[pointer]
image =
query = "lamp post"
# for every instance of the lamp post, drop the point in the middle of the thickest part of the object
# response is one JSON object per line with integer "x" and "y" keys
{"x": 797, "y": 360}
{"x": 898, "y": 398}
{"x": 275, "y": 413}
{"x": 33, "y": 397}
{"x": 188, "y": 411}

==============================

Task instructions: Give the listing again. Leave every word as it stands.

Exercise output:
[pointer]
image =
query = "lamp post"
# for every instance of the lamp post, drop the point in the middle of the thickest part of the object
# response is one JSON object per line with integer "x" and "y" keys
{"x": 797, "y": 360}
{"x": 898, "y": 398}
{"x": 275, "y": 413}
{"x": 33, "y": 397}
{"x": 188, "y": 411}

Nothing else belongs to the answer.